Reproduce the listing below word for word and exclude any picture.

• [DATA FOR THIS TASK]:
•••

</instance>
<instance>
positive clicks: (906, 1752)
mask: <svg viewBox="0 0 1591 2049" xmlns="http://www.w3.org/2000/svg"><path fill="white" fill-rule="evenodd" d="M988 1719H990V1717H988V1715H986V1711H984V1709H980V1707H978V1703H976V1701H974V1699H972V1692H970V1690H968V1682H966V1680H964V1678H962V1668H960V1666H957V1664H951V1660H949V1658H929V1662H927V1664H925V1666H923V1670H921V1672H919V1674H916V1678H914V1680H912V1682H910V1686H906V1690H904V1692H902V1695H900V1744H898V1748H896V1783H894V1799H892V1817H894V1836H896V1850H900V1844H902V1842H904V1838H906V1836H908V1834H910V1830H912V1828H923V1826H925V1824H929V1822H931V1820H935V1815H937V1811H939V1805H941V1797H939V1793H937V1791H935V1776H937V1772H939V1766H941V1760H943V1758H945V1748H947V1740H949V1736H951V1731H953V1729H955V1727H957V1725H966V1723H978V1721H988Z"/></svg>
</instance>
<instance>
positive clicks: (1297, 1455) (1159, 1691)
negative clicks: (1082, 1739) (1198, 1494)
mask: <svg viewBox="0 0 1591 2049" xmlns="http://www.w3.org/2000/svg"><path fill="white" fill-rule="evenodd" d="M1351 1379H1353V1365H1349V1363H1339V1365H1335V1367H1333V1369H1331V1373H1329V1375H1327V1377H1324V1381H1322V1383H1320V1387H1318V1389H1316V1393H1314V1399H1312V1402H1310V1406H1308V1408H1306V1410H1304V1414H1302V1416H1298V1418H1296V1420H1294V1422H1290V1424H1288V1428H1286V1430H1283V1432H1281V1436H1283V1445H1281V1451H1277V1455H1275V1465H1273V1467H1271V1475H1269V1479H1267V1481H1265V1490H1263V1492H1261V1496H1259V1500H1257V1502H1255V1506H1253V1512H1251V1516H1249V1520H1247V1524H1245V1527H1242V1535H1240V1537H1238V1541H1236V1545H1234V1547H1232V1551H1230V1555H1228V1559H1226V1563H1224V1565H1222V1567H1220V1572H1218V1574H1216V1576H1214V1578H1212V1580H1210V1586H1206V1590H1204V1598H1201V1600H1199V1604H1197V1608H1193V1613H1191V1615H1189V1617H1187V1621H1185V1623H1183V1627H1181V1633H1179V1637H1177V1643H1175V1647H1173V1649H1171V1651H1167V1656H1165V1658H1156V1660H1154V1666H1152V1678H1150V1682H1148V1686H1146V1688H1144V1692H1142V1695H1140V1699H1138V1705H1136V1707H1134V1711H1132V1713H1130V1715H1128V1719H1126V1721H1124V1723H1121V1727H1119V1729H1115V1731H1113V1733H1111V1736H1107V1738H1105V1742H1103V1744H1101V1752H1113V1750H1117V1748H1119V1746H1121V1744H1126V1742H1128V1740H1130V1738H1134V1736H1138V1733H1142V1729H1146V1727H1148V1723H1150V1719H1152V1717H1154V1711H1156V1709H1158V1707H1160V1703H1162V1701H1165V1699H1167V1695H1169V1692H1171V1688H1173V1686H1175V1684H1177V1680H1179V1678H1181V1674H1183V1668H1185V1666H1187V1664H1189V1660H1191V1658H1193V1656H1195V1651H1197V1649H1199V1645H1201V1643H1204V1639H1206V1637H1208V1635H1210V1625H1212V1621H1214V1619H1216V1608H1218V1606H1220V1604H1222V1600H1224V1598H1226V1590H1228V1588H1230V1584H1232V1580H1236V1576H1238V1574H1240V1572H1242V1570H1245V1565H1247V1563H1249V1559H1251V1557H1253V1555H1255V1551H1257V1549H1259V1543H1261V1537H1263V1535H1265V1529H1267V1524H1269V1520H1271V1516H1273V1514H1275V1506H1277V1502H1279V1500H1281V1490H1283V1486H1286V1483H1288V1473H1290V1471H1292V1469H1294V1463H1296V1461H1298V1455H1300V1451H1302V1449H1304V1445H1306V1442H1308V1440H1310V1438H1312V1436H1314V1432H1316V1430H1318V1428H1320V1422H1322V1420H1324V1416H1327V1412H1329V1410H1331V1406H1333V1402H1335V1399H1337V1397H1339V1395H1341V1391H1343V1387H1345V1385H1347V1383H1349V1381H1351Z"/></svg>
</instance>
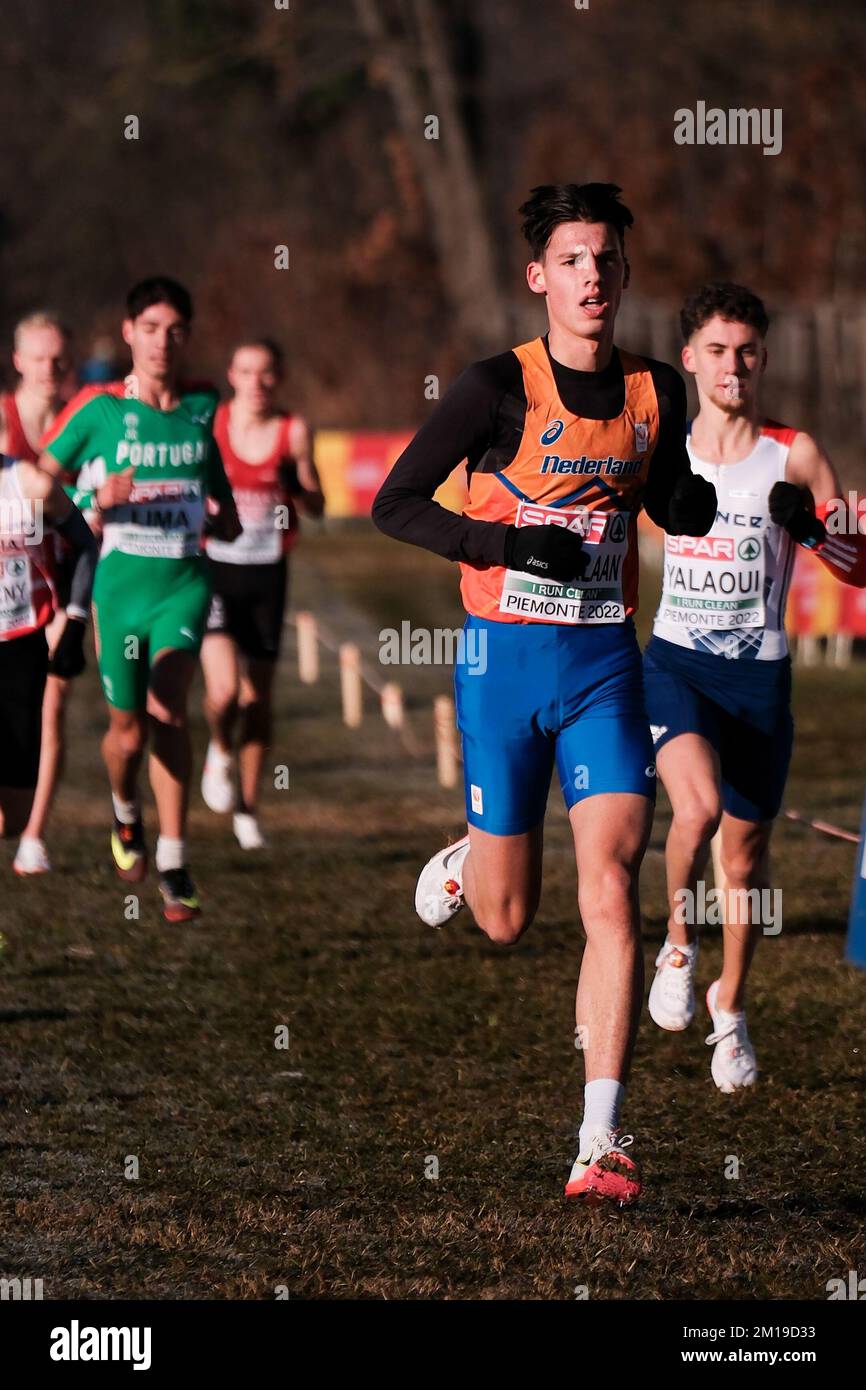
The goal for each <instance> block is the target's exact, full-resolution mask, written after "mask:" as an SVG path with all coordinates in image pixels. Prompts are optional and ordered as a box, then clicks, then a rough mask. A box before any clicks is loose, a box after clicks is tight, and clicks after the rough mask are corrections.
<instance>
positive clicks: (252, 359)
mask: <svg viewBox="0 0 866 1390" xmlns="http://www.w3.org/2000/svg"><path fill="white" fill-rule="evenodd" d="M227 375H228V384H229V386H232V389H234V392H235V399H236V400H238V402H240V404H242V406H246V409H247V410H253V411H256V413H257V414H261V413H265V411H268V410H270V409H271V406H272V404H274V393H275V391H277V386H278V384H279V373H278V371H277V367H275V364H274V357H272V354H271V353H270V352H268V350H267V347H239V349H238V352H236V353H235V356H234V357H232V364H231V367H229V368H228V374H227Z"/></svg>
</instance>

•••

• [ANSWER TO THE PROBLEM]:
</instance>
<instance>
positive clicks: (906, 1752)
mask: <svg viewBox="0 0 1591 2049" xmlns="http://www.w3.org/2000/svg"><path fill="white" fill-rule="evenodd" d="M988 1719H990V1717H988V1715H986V1711H984V1709H980V1707H978V1703H976V1701H974V1699H972V1692H970V1690H968V1682H966V1680H964V1678H962V1668H960V1666H957V1664H951V1660H949V1658H929V1662H927V1664H925V1666H923V1670H921V1672H919V1674H916V1678H914V1680H912V1682H910V1686H906V1690H904V1692H902V1695H900V1744H898V1748H896V1783H894V1799H892V1817H894V1836H896V1850H900V1844H902V1842H904V1838H906V1836H908V1834H910V1830H912V1828H923V1826H925V1824H929V1822H931V1820H935V1815H937V1811H939V1805H941V1797H939V1793H937V1791H935V1776H937V1772H939V1766H941V1760H943V1758H945V1748H947V1740H949V1736H951V1731H953V1729H955V1727H957V1725H966V1723H978V1721H988Z"/></svg>
</instance>
<instance>
positive clicks: (1297, 1455) (1159, 1691)
negative clicks: (1082, 1739) (1198, 1494)
mask: <svg viewBox="0 0 1591 2049" xmlns="http://www.w3.org/2000/svg"><path fill="white" fill-rule="evenodd" d="M1351 1379H1353V1365H1349V1363H1339V1365H1335V1367H1333V1369H1331V1373H1329V1375H1327V1377H1324V1381H1322V1383H1320V1387H1318V1389H1316V1393H1314V1399H1312V1402H1310V1406H1308V1408H1306V1410H1304V1414H1302V1416H1298V1418H1296V1420H1294V1422H1290V1424H1288V1428H1286V1430H1283V1432H1281V1436H1283V1445H1281V1451H1277V1455H1275V1465H1273V1467H1271V1475H1269V1479H1267V1481H1265V1490H1263V1492H1261V1496H1259V1500H1257V1502H1255V1506H1253V1512H1251V1516H1249V1520H1247V1524H1245V1527H1242V1535H1240V1537H1238V1541H1236V1545H1234V1547H1232V1551H1230V1555H1228V1559H1226V1563H1224V1565H1222V1567H1220V1572H1218V1574H1216V1576H1214V1578H1212V1580H1210V1586H1206V1590H1204V1598H1201V1600H1199V1604H1197V1608H1193V1613H1191V1615H1189V1617H1187V1621H1185V1623H1183V1627H1181V1633H1179V1637H1177V1643H1175V1647H1173V1649H1171V1651H1167V1656H1165V1658H1156V1660H1154V1666H1152V1678H1150V1682H1148V1686H1146V1688H1144V1692H1142V1695H1140V1699H1138V1705H1136V1707H1134V1711H1132V1713H1130V1715H1128V1719H1126V1721H1124V1723H1121V1727H1119V1729H1115V1731H1113V1733H1111V1736H1107V1738H1105V1742H1103V1744H1101V1752H1113V1750H1117V1748H1119V1746H1121V1744H1126V1742H1128V1740H1130V1738H1134V1736H1138V1733H1142V1729H1146V1727H1148V1723H1150V1719H1152V1717H1154V1711H1156V1709H1158V1707H1160V1703H1162V1701H1165V1699H1167V1695H1169V1692H1171V1688H1173V1686H1175V1684H1177V1680H1179V1678H1181V1674H1183V1668H1185V1666H1187V1664H1189V1660H1191V1658H1193V1656H1195V1651H1197V1649H1199V1645H1201V1643H1204V1639H1206V1637H1208V1635H1210V1625H1212V1621H1214V1619H1216V1608H1218V1606H1220V1604H1222V1600H1224V1598H1226V1590H1228V1588H1230V1584H1232V1580H1236V1576H1238V1574H1240V1572H1242V1570H1245V1565H1247V1563H1249V1559H1251V1557H1253V1555H1255V1551H1257V1549H1259V1543H1261V1537H1263V1535H1265V1529H1267V1524H1269V1520H1271V1516H1273V1514H1275V1506H1277V1502H1279V1500H1281V1490H1283V1486H1286V1483H1288V1473H1290V1471H1292V1469H1294V1463H1296V1461H1298V1455H1300V1451H1302V1449H1304V1445H1306V1442H1308V1440H1310V1438H1312V1436H1314V1432H1316V1430H1318V1428H1320V1422H1322V1420H1324V1416H1327V1412H1329V1410H1331V1406H1333V1402H1335V1399H1337V1397H1339V1395H1341V1391H1343V1387H1345V1385H1347V1383H1349V1381H1351Z"/></svg>
</instance>
The goal for each <instance> block is the target's exact, full-resolution mask, written after "mask:" as an SVG path with all coordinates in image pixels. Prompts are optional and ordered as a box, then clicks, then a rough mask. A box before any clicks is loose, a box after clicks is tight, and clicks after the rough mask are corrections.
<instance>
positive clicks: (252, 359)
mask: <svg viewBox="0 0 866 1390" xmlns="http://www.w3.org/2000/svg"><path fill="white" fill-rule="evenodd" d="M227 375H228V384H229V386H232V389H234V392H235V399H236V400H238V402H240V404H242V406H246V409H247V410H253V411H256V413H257V414H261V413H265V411H268V410H270V409H271V406H272V404H274V393H275V391H277V386H278V384H279V373H278V371H277V367H275V364H274V357H272V354H271V353H270V352H268V350H267V347H239V349H238V352H236V353H235V356H234V357H232V364H231V367H229V368H228V374H227Z"/></svg>
</instance>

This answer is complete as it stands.